• [Set exercise] Copy the material below line for line, with no changes.

• [Exercise materials]

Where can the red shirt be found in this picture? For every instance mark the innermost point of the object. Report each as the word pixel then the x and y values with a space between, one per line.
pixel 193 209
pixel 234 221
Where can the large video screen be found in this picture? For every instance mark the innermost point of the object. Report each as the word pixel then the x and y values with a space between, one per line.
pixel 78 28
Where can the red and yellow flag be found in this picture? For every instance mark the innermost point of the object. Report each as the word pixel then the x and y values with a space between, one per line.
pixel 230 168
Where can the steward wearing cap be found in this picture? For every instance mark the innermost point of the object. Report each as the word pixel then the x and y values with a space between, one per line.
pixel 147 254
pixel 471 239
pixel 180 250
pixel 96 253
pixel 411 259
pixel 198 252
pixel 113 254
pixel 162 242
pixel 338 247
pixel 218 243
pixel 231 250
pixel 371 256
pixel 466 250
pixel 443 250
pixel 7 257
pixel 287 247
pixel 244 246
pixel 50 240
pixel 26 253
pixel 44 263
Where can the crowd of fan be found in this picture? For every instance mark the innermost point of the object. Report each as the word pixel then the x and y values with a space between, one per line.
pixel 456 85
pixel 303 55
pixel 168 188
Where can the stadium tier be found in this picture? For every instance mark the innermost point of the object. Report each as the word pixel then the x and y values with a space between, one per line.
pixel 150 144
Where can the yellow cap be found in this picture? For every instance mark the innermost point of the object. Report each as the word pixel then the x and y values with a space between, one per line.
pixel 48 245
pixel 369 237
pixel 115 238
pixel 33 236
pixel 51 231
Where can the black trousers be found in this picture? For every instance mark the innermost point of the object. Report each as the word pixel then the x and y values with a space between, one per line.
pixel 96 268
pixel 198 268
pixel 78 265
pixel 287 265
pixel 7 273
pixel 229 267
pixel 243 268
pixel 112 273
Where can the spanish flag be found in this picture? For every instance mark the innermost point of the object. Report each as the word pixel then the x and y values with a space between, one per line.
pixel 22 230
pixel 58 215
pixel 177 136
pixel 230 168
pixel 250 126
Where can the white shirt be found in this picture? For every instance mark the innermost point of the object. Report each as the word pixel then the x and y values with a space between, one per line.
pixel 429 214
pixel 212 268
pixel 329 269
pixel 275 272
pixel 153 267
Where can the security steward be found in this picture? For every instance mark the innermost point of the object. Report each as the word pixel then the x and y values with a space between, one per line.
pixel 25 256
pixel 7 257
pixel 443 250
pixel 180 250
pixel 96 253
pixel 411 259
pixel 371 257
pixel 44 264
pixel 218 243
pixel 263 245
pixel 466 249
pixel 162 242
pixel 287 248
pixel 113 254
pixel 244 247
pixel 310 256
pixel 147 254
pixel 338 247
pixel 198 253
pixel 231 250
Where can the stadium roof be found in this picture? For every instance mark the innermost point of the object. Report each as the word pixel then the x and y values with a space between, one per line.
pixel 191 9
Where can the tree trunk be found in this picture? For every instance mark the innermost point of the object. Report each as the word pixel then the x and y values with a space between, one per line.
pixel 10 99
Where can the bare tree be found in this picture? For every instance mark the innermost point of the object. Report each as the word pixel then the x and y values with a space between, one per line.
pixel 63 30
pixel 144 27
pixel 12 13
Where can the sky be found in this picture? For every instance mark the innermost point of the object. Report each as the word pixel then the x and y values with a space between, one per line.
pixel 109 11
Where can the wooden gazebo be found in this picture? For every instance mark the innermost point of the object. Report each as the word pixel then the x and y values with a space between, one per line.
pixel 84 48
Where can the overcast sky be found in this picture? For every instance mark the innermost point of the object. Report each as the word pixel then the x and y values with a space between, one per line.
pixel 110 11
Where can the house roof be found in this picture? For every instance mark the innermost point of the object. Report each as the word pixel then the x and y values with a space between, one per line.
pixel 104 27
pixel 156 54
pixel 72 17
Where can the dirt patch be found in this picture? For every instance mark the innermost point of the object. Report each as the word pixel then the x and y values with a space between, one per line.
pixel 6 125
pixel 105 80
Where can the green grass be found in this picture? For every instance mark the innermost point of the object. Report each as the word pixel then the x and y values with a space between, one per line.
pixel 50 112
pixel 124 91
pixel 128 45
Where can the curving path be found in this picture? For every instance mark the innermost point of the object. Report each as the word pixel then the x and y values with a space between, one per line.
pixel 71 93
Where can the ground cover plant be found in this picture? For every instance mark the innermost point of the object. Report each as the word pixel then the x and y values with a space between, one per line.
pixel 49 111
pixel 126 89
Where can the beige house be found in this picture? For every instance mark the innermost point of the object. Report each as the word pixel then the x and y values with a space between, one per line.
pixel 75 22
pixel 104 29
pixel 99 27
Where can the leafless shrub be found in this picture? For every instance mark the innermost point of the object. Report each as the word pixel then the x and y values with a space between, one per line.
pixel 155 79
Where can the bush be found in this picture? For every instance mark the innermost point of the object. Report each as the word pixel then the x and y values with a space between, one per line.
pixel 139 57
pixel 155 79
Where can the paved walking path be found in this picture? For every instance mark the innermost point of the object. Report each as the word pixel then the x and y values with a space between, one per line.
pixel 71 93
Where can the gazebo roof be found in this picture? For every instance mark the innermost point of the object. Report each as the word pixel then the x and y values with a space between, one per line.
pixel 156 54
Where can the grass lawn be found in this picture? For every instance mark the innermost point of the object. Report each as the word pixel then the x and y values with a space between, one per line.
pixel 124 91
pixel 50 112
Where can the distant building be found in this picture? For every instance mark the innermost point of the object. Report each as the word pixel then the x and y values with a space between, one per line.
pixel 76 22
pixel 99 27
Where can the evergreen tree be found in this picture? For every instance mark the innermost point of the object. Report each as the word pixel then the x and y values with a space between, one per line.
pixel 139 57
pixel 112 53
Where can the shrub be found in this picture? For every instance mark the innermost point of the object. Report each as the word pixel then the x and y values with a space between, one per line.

• [Finished exercise]
Where can the red shirt be found in this picture? For every instance mark the innermost point of the object. Report each as the word pixel then the x and y values with a space between, one per line.
pixel 193 209
pixel 234 221
Where can the large video screen be found in this picture? For every instance mark the innermost point of the object. Report each as the word pixel then the x and y values with a space between, one per line.
pixel 78 28
Where can the red and yellow flag be found in this picture? For every instance mark the innermost point of the object. Report each as the word pixel then the x and y values with a space between, one per line.
pixel 230 168
Where can the steward wearing cap be found in this picture? For every instance mark the innermost point of the object. Report each as the word pixel then the x and y values with a space between, one per line.
pixel 147 254
pixel 471 239
pixel 180 250
pixel 96 253
pixel 411 259
pixel 198 252
pixel 113 254
pixel 162 242
pixel 338 247
pixel 218 243
pixel 231 250
pixel 371 256
pixel 466 250
pixel 443 250
pixel 7 257
pixel 287 247
pixel 244 246
pixel 50 240
pixel 26 253
pixel 44 263
Where can the crowd of fan be found in this picture? For every instance mark the innermost point of the object. Report each as the word pixel then the x and y values with a space between, one per line.
pixel 456 85
pixel 303 55
pixel 168 188
Where can the stadium tier be found in this picture? For every instance mark the innermost point of the object. Report each as the word pixel then the x and y values with a space between, one per line.
pixel 150 144
Where can the yellow cap be found in this picture? For every instance mark the innermost point of the object. Report each as the word pixel then the x and y values with a space between, one per line.
pixel 48 245
pixel 369 237
pixel 115 238
pixel 33 236
pixel 51 231
Where can the black trousers be found in this picture? For every instance mark the innermost point of the object. Report each as the word pixel then the x and y values with a space between, one per line.
pixel 96 268
pixel 198 268
pixel 78 265
pixel 287 265
pixel 7 273
pixel 229 267
pixel 243 268
pixel 112 273
Where can the spanish flag be found in this picture? For every instance mark the innermost point of the object. Report each as the word pixel then the x and y values with a space between, one per line.
pixel 22 230
pixel 58 215
pixel 177 136
pixel 230 168
pixel 250 126
Where can the white shirt be found in this picture? For every instance mark the innermost point of the object. Report each as the word pixel then the x and y values with a space between, one per line.
pixel 429 214
pixel 212 268
pixel 329 269
pixel 275 272
pixel 153 267
Where can the security steward be found in this picture? For every instance mark the innermost point of the object. Report each as the word pixel then the x and y values with a space between, one per line.
pixel 25 256
pixel 7 257
pixel 443 250
pixel 180 250
pixel 96 253
pixel 411 259
pixel 371 257
pixel 44 264
pixel 218 243
pixel 263 245
pixel 466 249
pixel 162 242
pixel 287 248
pixel 113 254
pixel 244 247
pixel 310 256
pixel 147 254
pixel 338 247
pixel 198 253
pixel 231 250
Where can the stadium roof be found in this picture? For every instance mark the innermost point of the object. Report each as the word pixel then the x and y values with a space between, one per line.
pixel 191 9
Where can the tree trunk be found in this picture? For every instance mark the innermost point of the object. Report each as the word pixel then the x and y values with a space between, one per line.
pixel 10 99
Where can the bare tree be found in this picture? For every instance mark the innermost point of the object. Report each as the word pixel then the x and y values with a space between, one per line.
pixel 63 30
pixel 144 27
pixel 12 13
Where can the sky be found in this picture? For every instance mark the innermost point of the object. Report each as the word pixel then the x and y values with a space between, one per line.
pixel 109 11
Where can the wooden gazebo be found in this picture? For every instance mark the innermost point of the object. Report each as the word pixel then the x and y values with a space between, one per line.
pixel 84 48
Where can the overcast sky be found in this picture? For every instance mark the innermost point of the object. Report each as the word pixel then the x and y values with a space between, one per line.
pixel 110 11
Where can the house roof be found in this picture? For every instance mark the innermost point of the object. Report each as the word pixel then the x and y values with a space between, one per line.
pixel 104 27
pixel 156 54
pixel 72 17
Where can the dirt patch be found in this picture? For every instance mark the innermost point of the object. Report each as the word pixel then the x and y values with a space between, one per line.
pixel 6 125
pixel 105 80
Where can the green grass be found in this picture? For every instance mark the innermost point of the object. Report each as the word pixel then the x and y values with a space between, one per line.
pixel 50 112
pixel 124 91
pixel 128 45
Where can the curving path be found in this picture? For every instance mark the innermost point of the object. Report each as the word pixel then the x and y values with a space between, one per line.
pixel 71 93
Where can the ground cover plant be found in this picture? For every instance mark the innermost point of the object. Report each as the word pixel then the x and y values with a space between, one per line.
pixel 49 111
pixel 126 89
Where can the beige house be found in this picture? For every instance mark the innermost point of the object. Report each as the word pixel then the x and y values with a space between, one per line.
pixel 75 22
pixel 104 29
pixel 99 27
Where can the leafless shrub be found in this picture? For every instance mark the innermost point of the object. Report each as the word pixel then the x and y values with a space between, one per line.
pixel 155 79
Where can the bush be found in this picture? For every instance mark the innermost point of the object. Report each as the word pixel then the x and y values with a space between, one per line.
pixel 139 57
pixel 155 79
Where can the paved walking path be found in this picture? For every instance mark the innermost point of the object. Report each as the word pixel then the x and y values with a space between, one per line.
pixel 71 93
Where can the gazebo roof be found in this picture? For every instance mark the innermost point of the object. Report each as the word pixel then the x and y values with a space between, one per line.
pixel 156 54
Where can the grass lawn be found in this picture? For every instance mark the innermost point of the object. Report each as the word pixel then the x and y values with a space between, one per line.
pixel 124 91
pixel 50 112
Where can the distant building be found in this picture? For every instance mark the innermost point of the object. Report each as the word pixel then the x and y values with a space between, one per line.
pixel 76 22
pixel 99 27
Where can the evergreen tree be found in this picture? For every instance mark the innermost point of the object. Report each as the word pixel then the x and y values with a space between, one per line.
pixel 139 57
pixel 112 53
Where can the shrub be found in this picture? For every instance mark the innermost point of the object. Report each as the word pixel then the x and y values with a space between, one per line.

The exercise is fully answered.